Consigne 1 - Relevez chaque ligne des enregistrements ci-dessous où figure le mot « blue ».

Texte de la page -
┄┄┄┄┄┄┄┄┄┄

PARIS EST UNE FÊTE

    En voyant tous les jours les images de Paris ravagée par les grèves à répétition, noyée sous l’amoncèlement des ordures, en contemplant les vagues de manifs dans les rues, la violence des voyous qui se sont glissés dans les cortèges et celle aussi choquante des policiers, on hésite à mettre les pieds en France. On se dit que s’il faut vraiment y aller, qu’on a un rendez-vous obligé dans la Ville-Lumière, mieux vaut descendre en voiture, la laisser dans un parking protégé, se munir de solides chaussures de marche, d’un masque à oxygène et d’un gilet pare-balles.

Or, en débarquant dans la capitale française il y a quelques jours d’un train parfaitement à l’heure, je n’ai pas vu d’autres ruines que Notre-Dame. 

Celles de la politique d’Emmanuel Macron étaient parfaitement invisibles. Même les auteurs de tags ignoraient la « colère du peuple » dont se gargarisent les Mélenchonistes. J’ai eu beau chercher. Personne n’a songé à rebaptiser une station de métro 49.3. 

Aux abords du Jardin du Luxembourg, entre Sorbonne et Panthéon-Assas, pas le moindre coup de gueule. Des groupes d’étudiants se promenaient joyeusement, aussi insouciants que les personnages d’un film de René Clair.

┄┄┄┄┄┄┄┄┄┄

Support de l'exercice -
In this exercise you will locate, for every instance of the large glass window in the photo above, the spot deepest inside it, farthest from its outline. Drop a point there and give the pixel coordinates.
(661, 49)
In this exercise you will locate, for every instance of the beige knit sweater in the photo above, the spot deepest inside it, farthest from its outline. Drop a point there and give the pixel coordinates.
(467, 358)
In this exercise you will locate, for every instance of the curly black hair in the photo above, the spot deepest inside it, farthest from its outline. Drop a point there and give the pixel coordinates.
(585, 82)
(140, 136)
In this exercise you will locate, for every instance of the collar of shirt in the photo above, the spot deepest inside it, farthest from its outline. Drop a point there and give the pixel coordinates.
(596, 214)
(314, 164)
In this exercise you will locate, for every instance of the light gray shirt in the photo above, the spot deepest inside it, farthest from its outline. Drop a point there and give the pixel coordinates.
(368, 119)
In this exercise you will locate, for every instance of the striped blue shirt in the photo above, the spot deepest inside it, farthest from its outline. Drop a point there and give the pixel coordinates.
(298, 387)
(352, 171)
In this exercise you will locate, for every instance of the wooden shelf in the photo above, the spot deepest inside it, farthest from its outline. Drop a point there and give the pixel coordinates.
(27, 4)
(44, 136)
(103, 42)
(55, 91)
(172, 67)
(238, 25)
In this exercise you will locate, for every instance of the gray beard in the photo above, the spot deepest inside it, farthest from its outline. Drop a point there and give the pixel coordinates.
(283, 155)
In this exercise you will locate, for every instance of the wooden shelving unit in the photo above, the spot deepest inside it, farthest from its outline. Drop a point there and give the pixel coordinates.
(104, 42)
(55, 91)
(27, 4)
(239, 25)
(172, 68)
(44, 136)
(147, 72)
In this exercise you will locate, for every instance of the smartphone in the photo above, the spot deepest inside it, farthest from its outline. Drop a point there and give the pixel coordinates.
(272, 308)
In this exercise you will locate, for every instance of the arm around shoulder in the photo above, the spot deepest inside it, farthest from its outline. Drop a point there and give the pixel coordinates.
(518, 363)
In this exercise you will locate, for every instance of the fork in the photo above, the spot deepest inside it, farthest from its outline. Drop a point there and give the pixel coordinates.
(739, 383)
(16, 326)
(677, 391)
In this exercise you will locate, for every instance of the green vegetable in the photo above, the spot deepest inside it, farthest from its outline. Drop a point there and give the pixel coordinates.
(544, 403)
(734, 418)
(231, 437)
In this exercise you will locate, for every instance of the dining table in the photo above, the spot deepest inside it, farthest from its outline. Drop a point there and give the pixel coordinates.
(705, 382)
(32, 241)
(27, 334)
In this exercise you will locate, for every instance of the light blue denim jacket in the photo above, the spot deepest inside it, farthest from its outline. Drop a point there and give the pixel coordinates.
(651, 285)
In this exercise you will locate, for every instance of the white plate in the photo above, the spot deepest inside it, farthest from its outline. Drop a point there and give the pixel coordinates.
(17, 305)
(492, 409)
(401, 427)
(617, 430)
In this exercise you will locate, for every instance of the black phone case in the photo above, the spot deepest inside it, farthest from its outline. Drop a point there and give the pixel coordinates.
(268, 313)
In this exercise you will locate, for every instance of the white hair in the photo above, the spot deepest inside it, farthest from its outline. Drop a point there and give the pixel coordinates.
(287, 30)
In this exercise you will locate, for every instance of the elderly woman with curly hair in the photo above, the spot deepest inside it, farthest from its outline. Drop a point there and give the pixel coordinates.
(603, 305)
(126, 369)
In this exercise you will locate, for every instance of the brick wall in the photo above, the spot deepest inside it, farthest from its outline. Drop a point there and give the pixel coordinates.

┄┄┄┄┄┄┄┄┄┄

Consigne 2 - Reproduisez à l'identique le passage du texte de la page ci-dessus, en commençant aux mots « Celles de la » et en vous arrêtant après les mots « de René Clair. ».

Réponse complète 1 -
In this exercise you will locate, for every instance of the striped blue shirt in the photo above, the spot deepest inside it, farthest from its outline. Drop a point there and give the pixel coordinates.
In this exercise you will locate, for every instance of the light blue denim jacket in the photo above, the spot deepest inside it, farthest from its outline. Drop a point there and give the pixel coordinates.

Réponse complète 2 -
Celles de la politique d’Emmanuel Macron étaient parfaitement invisibles. Même les auteurs de tags ignoraient la « colère du peuple » dont se gargarisent les Mélenchonistes. J’ai eu beau chercher. Personne n’a songé à rebaptiser une station de métro 49.3. 

Aux abords du Jardin du Luxembourg, entre Sorbonne et Panthéon-Assas, pas le moindre coup de gueule. Des groupes d’étudiants se promenaient joyeusement, aussi insouciants que les personnages d’un film de René Clair.